Work instructions: In the rows starting at the line containing "[seg] white paw" and ending at the last of the rows, switch "tricolor spaniel face" to "spaniel's face" and write those lines out again with nothing else changed, leaving the pictures out.

** Start Given records **

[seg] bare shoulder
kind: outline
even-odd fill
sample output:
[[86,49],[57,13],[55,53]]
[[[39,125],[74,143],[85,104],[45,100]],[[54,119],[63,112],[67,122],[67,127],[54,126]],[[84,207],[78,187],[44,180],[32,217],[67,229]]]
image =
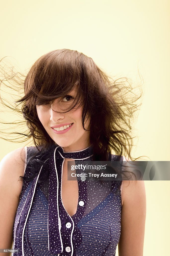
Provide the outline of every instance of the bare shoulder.
[[13,229],[22,191],[26,148],[6,155],[0,163],[0,248],[11,248]]
[[143,256],[146,217],[143,180],[123,182],[120,256]]
[[130,202],[141,202],[145,200],[145,183],[143,180],[123,180],[122,190],[122,205]]
[[22,186],[19,177],[24,175],[26,150],[24,147],[14,150],[6,155],[0,163],[1,186],[9,187],[18,198]]

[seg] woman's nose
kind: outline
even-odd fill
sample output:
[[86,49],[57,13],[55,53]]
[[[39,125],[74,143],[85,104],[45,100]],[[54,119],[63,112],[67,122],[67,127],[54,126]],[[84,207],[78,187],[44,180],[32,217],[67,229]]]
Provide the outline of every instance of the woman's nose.
[[57,123],[58,121],[61,121],[64,118],[64,113],[59,113],[53,109],[51,107],[50,108],[50,120],[54,123]]

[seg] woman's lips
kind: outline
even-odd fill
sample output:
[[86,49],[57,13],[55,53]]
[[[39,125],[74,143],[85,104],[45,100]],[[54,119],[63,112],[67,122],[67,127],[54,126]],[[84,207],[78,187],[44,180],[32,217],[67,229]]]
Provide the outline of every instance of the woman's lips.
[[[56,128],[55,127],[51,127],[51,129],[52,129],[53,131],[55,133],[57,133],[57,134],[62,134],[63,133],[65,133],[67,132],[69,130],[70,130],[73,126],[73,123],[72,123],[71,124],[70,126],[68,128],[67,127],[66,129],[64,129],[62,131],[56,131],[56,130],[55,130],[54,129],[54,128]],[[61,126],[60,126],[60,127],[61,127]]]

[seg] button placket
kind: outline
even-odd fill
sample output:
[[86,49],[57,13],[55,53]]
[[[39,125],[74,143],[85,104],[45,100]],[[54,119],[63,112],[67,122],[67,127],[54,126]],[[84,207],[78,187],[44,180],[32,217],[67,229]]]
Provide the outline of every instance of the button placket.
[[66,226],[67,228],[70,228],[71,227],[71,224],[70,222],[67,222],[66,223]]
[[67,252],[70,252],[71,251],[71,249],[70,246],[67,246],[65,249]]

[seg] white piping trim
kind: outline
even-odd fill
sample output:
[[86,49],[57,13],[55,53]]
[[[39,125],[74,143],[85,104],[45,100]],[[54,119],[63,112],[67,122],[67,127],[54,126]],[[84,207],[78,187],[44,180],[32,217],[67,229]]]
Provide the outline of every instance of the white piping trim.
[[[45,162],[46,162],[46,161],[47,161],[47,159],[45,161]],[[37,182],[38,181],[38,178],[39,177],[39,176],[40,176],[40,173],[41,172],[41,170],[42,169],[42,168],[43,168],[43,165],[42,165],[42,166],[41,166],[41,169],[40,169],[40,172],[39,172],[39,173],[38,174],[38,176],[37,177],[37,178],[36,180],[36,182],[35,182],[35,186],[34,186],[34,192],[33,192],[33,195],[32,196],[32,198],[31,199],[31,205],[30,205],[30,208],[29,209],[29,211],[28,211],[28,214],[27,214],[27,218],[26,218],[26,219],[25,220],[25,224],[24,224],[24,226],[23,228],[23,231],[22,231],[22,256],[24,256],[24,230],[25,230],[25,226],[26,225],[26,223],[27,223],[27,219],[28,219],[28,216],[29,216],[29,214],[30,213],[30,210],[31,210],[31,206],[32,206],[32,201],[33,201],[33,198],[34,198],[34,194],[35,193],[35,189],[36,189],[36,186],[37,183]],[[27,197],[28,196],[28,194],[28,194],[28,195],[27,196]],[[26,201],[27,201],[27,199],[25,200],[25,202],[26,202]],[[24,205],[25,205],[25,204],[24,204]],[[23,209],[23,208],[22,208],[22,209]]]
[[57,146],[57,148],[58,147],[61,147],[62,148],[63,150],[64,153],[76,153],[76,152],[80,152],[81,151],[83,151],[84,150],[85,150],[86,149],[87,149],[87,148],[89,148],[91,146],[89,146],[89,147],[87,147],[86,148],[84,148],[84,149],[82,149],[81,150],[79,150],[78,151],[65,151],[64,150],[64,149],[62,147],[61,147],[60,146]]
[[73,159],[73,160],[84,160],[84,159],[86,159],[87,158],[89,158],[89,157],[91,157],[91,156],[93,156],[93,155],[91,155],[91,156],[87,156],[87,157],[85,157],[84,158],[79,158],[78,159],[76,159],[75,158],[68,158],[68,159]]
[[67,213],[68,216],[69,216],[69,217],[70,217],[70,218],[71,220],[71,221],[73,223],[73,228],[72,229],[72,230],[71,231],[71,236],[70,237],[70,240],[71,240],[70,241],[71,242],[71,249],[72,249],[72,252],[71,252],[71,256],[72,256],[73,254],[73,242],[72,242],[72,236],[73,235],[73,231],[74,228],[74,221],[73,221],[73,220],[72,219],[72,218],[71,218],[71,216],[70,216],[69,214],[68,213],[67,211],[66,210],[65,207],[64,206],[64,205],[63,203],[62,200],[62,196],[61,195],[61,192],[62,191],[62,175],[63,175],[63,165],[64,165],[64,163],[65,161],[65,159],[64,158],[64,159],[62,163],[62,169],[61,170],[61,202],[62,203],[62,204],[63,205],[63,207],[64,207],[64,209],[66,211],[66,212]]
[[[25,202],[24,203],[24,205],[23,206],[23,207],[22,207],[22,210],[21,210],[21,213],[20,214],[20,215],[19,216],[19,218],[18,219],[19,220],[19,219],[20,219],[20,217],[21,216],[21,214],[22,213],[22,211],[23,210],[23,209],[24,208],[24,207],[25,206],[25,203],[26,202],[26,201],[27,201],[27,197],[28,196],[28,195],[29,195],[29,194],[28,194],[28,195],[27,195],[27,198],[26,198],[26,199],[25,201]],[[15,249],[14,246],[15,246],[15,239],[16,238],[16,228],[17,227],[17,226],[18,226],[18,223],[17,223],[17,226],[16,227],[16,229],[15,230],[15,234],[14,234],[14,243],[13,243],[13,247],[12,247],[12,250],[14,250],[14,249]],[[13,256],[14,253],[14,252],[12,252],[12,256]]]
[[[57,150],[57,151],[58,151],[58,153],[62,157],[62,158],[63,158],[64,159],[65,159],[65,158],[67,158],[67,157],[64,157],[61,154],[61,153],[60,153],[60,152],[58,151],[58,150]],[[78,152],[78,151],[77,151],[77,152]],[[64,153],[66,153],[66,152],[64,152]],[[68,153],[71,153],[71,152],[68,152]],[[84,159],[87,159],[87,158],[89,158],[89,157],[90,157],[91,156],[92,156],[93,155],[92,155],[91,156],[87,156],[87,157],[85,157],[84,158],[79,158],[79,159],[76,159],[75,158],[67,158],[67,159],[73,159],[74,160],[84,160]]]
[[[25,169],[26,169],[26,167],[27,167],[27,147],[26,146],[25,146],[25,147],[24,147],[24,148],[25,149],[25,166],[24,166],[24,175],[23,175],[24,176],[24,175],[25,174]],[[19,216],[19,218],[18,219],[19,219],[20,218],[20,216],[21,216],[21,213],[22,213],[22,210],[23,210],[23,209],[24,207],[25,206],[25,202],[26,202],[26,201],[27,201],[27,197],[28,197],[28,195],[27,195],[27,199],[26,199],[26,200],[25,200],[25,203],[24,203],[24,206],[23,206],[23,207],[22,208],[22,210],[21,211],[21,213],[20,213],[20,215]],[[17,223],[17,224],[18,224],[18,223]],[[17,225],[16,225],[16,228],[17,227]],[[14,250],[14,246],[15,246],[15,239],[16,239],[16,230],[15,230],[15,232],[14,233],[14,240],[13,241],[13,246],[12,247],[12,250]],[[13,255],[14,255],[14,252],[12,252],[12,256],[13,256]]]
[[[60,231],[60,216],[59,215],[59,209],[58,208],[58,174],[57,174],[57,167],[56,166],[56,158],[55,158],[55,154],[56,154],[56,150],[57,148],[56,147],[55,149],[54,152],[54,164],[55,165],[55,168],[56,169],[56,175],[57,176],[57,213],[58,214],[58,226],[59,227],[59,234],[60,235],[60,241],[61,241],[61,249],[62,249],[62,252],[63,251],[63,246],[62,244],[62,239],[61,239],[61,232]],[[61,225],[61,220],[60,220],[60,225]],[[49,251],[49,236],[48,235],[48,250]],[[58,254],[58,256],[59,256],[59,253]]]

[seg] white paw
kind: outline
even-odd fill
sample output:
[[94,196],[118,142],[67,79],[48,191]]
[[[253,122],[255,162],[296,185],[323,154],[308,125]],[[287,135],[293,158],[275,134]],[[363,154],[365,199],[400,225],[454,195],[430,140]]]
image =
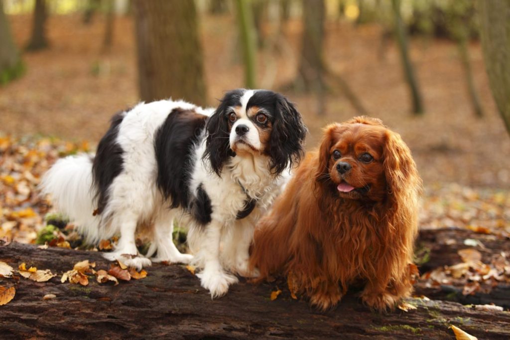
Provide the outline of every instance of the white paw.
[[202,287],[209,289],[211,297],[213,299],[219,298],[228,291],[228,286],[238,282],[237,278],[234,275],[227,274],[223,272],[204,271],[196,275],[200,278],[200,283]]
[[171,263],[184,263],[185,264],[187,264],[193,259],[193,255],[189,254],[180,254],[175,256],[169,256],[169,258],[165,258],[158,256],[158,257],[153,257],[151,259],[154,262],[166,261]]

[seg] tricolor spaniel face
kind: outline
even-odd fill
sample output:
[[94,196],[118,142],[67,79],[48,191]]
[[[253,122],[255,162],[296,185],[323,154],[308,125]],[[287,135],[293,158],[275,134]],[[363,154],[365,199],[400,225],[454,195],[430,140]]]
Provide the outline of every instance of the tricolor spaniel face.
[[343,198],[383,200],[388,131],[375,119],[329,126],[321,145],[318,179]]
[[299,160],[307,128],[294,105],[266,90],[227,92],[207,123],[206,155],[218,175],[233,156],[270,158],[277,175]]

** End Given records **

Output below:
[seg] white paw
kind: outline
even-odd fill
sample output:
[[94,196],[118,142],[67,79],[48,191]]
[[[253,122],[255,162],[296,185],[323,154],[308,125]],[[287,135],[293,158],[275,134]],[[363,154],[365,199],[400,225],[454,195],[430,140]]]
image =
Provide the outline of every instance of the white paw.
[[202,287],[209,289],[211,297],[213,299],[219,298],[228,291],[228,286],[238,282],[237,278],[234,275],[227,274],[223,272],[204,271],[196,275],[200,278],[200,283]]
[[171,263],[184,263],[185,264],[187,264],[193,259],[193,255],[189,254],[180,254],[175,256],[169,256],[169,258],[165,258],[158,256],[158,257],[153,257],[151,259],[154,262],[166,261]]

[seg] spaniel's face
kind: outline
even-odd fill
sample output:
[[94,196],[118,142],[67,79],[48,191]]
[[[253,122],[255,162],[296,185],[323,154],[308,125]],[[287,135],[293,158],[275,134]],[[363,154],[365,199],[400,225],[454,195],[430,140]]]
Provide the outline of every instance of the spaniel's face.
[[343,198],[383,200],[388,131],[375,119],[329,126],[321,145],[318,179]]
[[299,160],[307,128],[294,105],[266,90],[227,92],[207,123],[206,155],[218,175],[233,156],[270,158],[277,175]]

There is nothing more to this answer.